Given entries:

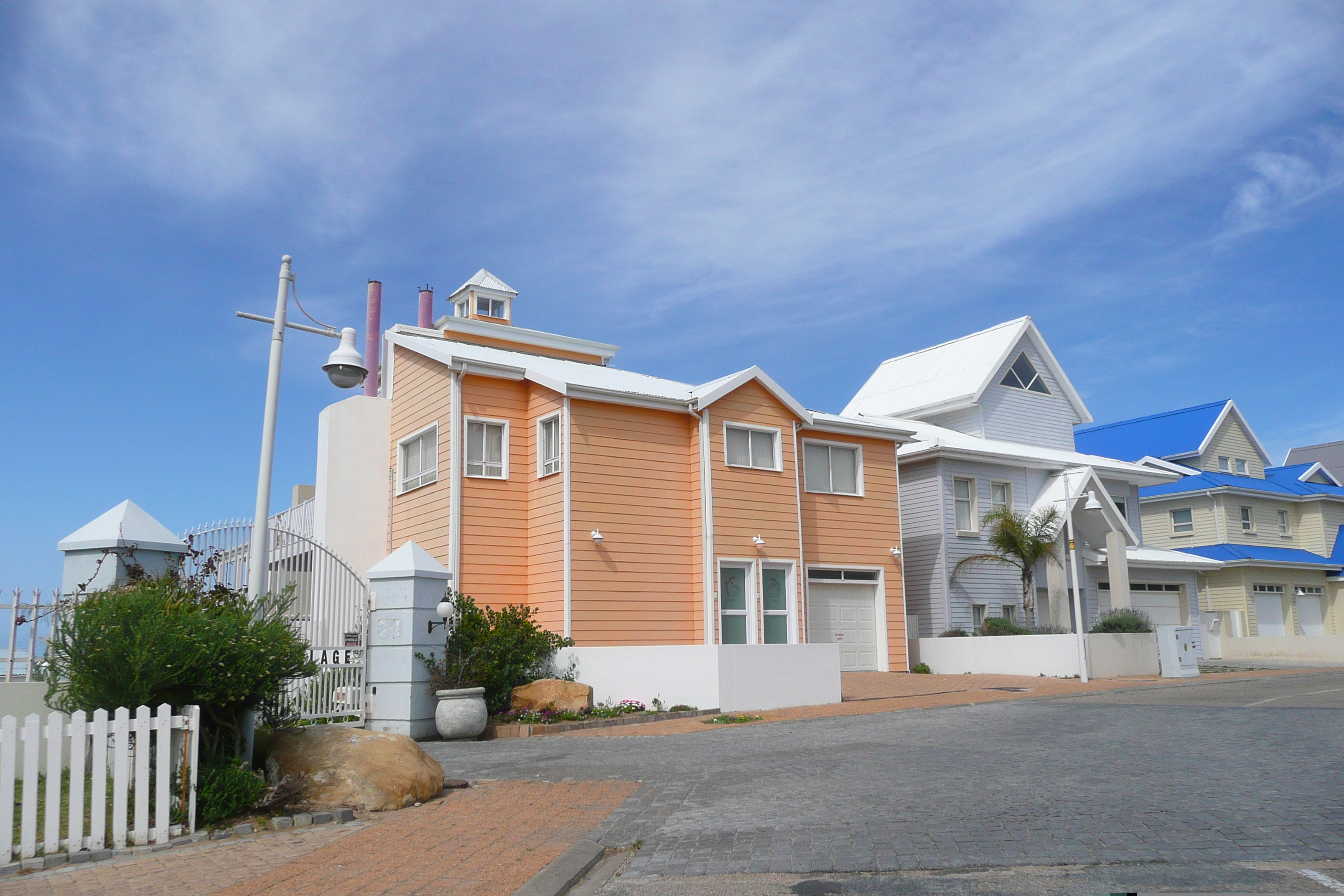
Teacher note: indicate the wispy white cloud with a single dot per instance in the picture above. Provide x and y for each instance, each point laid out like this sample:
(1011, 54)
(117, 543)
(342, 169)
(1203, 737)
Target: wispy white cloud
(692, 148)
...
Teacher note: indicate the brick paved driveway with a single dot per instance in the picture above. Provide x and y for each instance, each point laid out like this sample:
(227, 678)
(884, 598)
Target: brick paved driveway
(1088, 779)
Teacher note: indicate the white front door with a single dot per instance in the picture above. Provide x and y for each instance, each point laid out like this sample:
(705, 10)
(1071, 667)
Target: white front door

What is required: Rewrite the lines from the one containing "Teacher note: indicate the brick" through the one containing "Target: white front door", both included, with "driveway" replaced by "walkway" and everything else unchanged.

Result for this exercise:
Teacher note: indicate the brick paved walkway with a single dot per instance in the picture above. Provide x and y for each instance, each point laid out like this sample:
(227, 678)
(884, 598)
Target: brick paved walkway
(1088, 779)
Teacher note: indicate the white front door with a single dot per instance in the picture above. Provide x and y for each instance, each point laid out like this sample:
(705, 10)
(1071, 667)
Target: white front door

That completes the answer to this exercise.